Objective: Rewrite the rows below, replacing "For this drill the class indicates" with "In this exercise the class marks" each time it appears. Leave everything else unchanged.

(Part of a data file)
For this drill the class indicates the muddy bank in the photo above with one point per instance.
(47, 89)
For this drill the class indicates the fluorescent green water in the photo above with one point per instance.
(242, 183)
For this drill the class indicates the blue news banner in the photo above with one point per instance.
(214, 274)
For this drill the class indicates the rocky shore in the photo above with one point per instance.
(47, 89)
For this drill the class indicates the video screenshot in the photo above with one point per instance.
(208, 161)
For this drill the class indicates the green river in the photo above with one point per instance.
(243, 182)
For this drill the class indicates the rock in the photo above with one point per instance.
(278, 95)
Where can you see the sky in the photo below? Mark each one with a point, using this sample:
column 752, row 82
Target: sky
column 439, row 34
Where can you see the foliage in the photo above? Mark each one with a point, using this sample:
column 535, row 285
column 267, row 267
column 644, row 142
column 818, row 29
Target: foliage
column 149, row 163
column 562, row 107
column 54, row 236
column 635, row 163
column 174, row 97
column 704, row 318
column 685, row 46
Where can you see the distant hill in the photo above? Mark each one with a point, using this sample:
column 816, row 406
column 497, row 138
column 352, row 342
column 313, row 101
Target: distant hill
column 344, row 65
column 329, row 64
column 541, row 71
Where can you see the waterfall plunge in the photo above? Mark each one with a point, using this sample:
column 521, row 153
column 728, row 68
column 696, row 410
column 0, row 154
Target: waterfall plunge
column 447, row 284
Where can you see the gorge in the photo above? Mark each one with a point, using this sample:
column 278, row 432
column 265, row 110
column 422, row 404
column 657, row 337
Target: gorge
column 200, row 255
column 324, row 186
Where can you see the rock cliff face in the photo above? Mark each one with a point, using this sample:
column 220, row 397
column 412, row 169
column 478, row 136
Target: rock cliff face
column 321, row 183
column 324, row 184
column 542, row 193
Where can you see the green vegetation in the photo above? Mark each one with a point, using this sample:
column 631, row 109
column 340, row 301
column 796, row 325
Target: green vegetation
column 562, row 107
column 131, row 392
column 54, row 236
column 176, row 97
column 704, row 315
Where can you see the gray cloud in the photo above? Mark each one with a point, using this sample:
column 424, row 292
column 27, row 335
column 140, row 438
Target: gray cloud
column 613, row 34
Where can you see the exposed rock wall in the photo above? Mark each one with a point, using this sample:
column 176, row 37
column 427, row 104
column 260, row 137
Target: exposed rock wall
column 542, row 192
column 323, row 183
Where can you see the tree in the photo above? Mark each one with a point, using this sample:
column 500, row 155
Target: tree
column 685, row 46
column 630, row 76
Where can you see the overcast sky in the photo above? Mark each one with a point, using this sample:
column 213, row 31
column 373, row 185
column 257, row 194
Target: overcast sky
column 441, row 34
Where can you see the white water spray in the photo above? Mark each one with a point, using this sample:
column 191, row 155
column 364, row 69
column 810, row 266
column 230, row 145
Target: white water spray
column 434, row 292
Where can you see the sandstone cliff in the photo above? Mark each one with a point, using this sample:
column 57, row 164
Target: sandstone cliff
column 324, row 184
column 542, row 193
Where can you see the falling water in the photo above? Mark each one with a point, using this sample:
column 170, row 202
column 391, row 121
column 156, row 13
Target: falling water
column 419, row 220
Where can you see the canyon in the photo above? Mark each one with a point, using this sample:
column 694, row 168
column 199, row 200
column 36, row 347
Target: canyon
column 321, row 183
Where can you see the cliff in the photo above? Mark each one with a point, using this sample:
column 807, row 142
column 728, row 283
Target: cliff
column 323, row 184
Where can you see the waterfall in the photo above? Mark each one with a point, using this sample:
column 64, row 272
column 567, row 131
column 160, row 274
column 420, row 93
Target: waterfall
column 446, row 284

Result of the exercise:
In this exercise the class marks the muddy bank in the photo above with one point per instance.
(47, 89)
In this exercise the class marks the fluorescent green water in the photo above with one point per instance.
(242, 183)
In this exercise the class marks the blue news banner in the photo above with one point per instance.
(214, 274)
In this exercise the class marks the rocky shore in the photo above with one point per instance.
(47, 89)
In this exercise the class marks the video screenshot in the photo above with one point per instance.
(208, 161)
In this exercise the class marks the green river in the photo above with one point per instance.
(243, 182)
In this exercise the class marks the rock in the photo above with one point per instance.
(278, 95)
Where can you see the sky in the photo below? Mark each one with a point, using this sample:
column 752, row 82
Target: sky
column 439, row 34
Where can you see the foliage in the photo above? Mark each one with a point, using this sample:
column 535, row 285
column 267, row 267
column 644, row 142
column 818, row 29
Target: foliage
column 149, row 163
column 562, row 107
column 54, row 236
column 635, row 163
column 174, row 97
column 704, row 318
column 685, row 46
Where can you see the distant hill in the photo above? Mark each one with a point, using this sample:
column 816, row 406
column 497, row 138
column 352, row 342
column 313, row 101
Target: distant hill
column 344, row 65
column 329, row 64
column 541, row 71
Where can you see the waterfall plunge in the photo above? Mark each one with a point, using this sample:
column 521, row 153
column 728, row 68
column 696, row 410
column 0, row 154
Target: waterfall plunge
column 447, row 284
Where can you see the gorge in the photo above? Mark each one with a point, using this sample:
column 278, row 432
column 265, row 110
column 422, row 404
column 657, row 337
Target: gorge
column 200, row 255
column 324, row 186
Where can you see the rock cliff face in the photo above? Mark each one with a point, using this sample:
column 220, row 397
column 412, row 169
column 478, row 136
Target: rock cliff face
column 321, row 183
column 324, row 184
column 542, row 193
Where can you see the green vegetation in the photo above? Mark each one with a point, using this sample:
column 631, row 109
column 340, row 301
column 796, row 325
Target: green vegetation
column 562, row 107
column 131, row 392
column 54, row 236
column 176, row 97
column 704, row 315
Where can you see the gray cloud in the photo above? Mark each one with a point, using this sample:
column 424, row 292
column 27, row 335
column 140, row 438
Target: gray cloud
column 613, row 34
Where can you see the exposed rock wall in the photo above? Mark each one with a point, using this sample:
column 176, row 37
column 427, row 104
column 260, row 137
Target: exposed rock wall
column 542, row 192
column 323, row 183
Where can you see the tree in the photo above? Mark each one with a point, using this sample:
column 500, row 155
Target: tree
column 685, row 46
column 630, row 76
Where can you see the overcast sky in the photo above? Mark each one with a point, using this sample:
column 213, row 31
column 373, row 185
column 257, row 194
Target: overcast sky
column 441, row 34
Where can you see the white water spray in the photo above? Mark each one with a point, using this sample:
column 191, row 155
column 364, row 69
column 810, row 266
column 230, row 145
Target: white water spray
column 434, row 292
Where can you see the sandstone cliff in the photo above? Mark each one with a point, using this sample:
column 57, row 164
Target: sandstone cliff
column 324, row 184
column 542, row 193
Where can you see the falling water in the photo above? Mark each one with a point, using this sample:
column 170, row 202
column 391, row 121
column 156, row 13
Target: falling water
column 419, row 220
Where can you see the canyon in the photo above? Mark each one with a point, using this sample:
column 694, row 168
column 199, row 200
column 36, row 347
Target: canyon
column 321, row 183
Where can you see the cliff in the photo above? Mark each one with a point, using this sample:
column 807, row 142
column 728, row 283
Target: cliff
column 323, row 184
Where can you see the waterfall in the photo above? Mark each one with a point, using this sample:
column 64, row 272
column 567, row 131
column 160, row 274
column 420, row 93
Target: waterfall
column 446, row 284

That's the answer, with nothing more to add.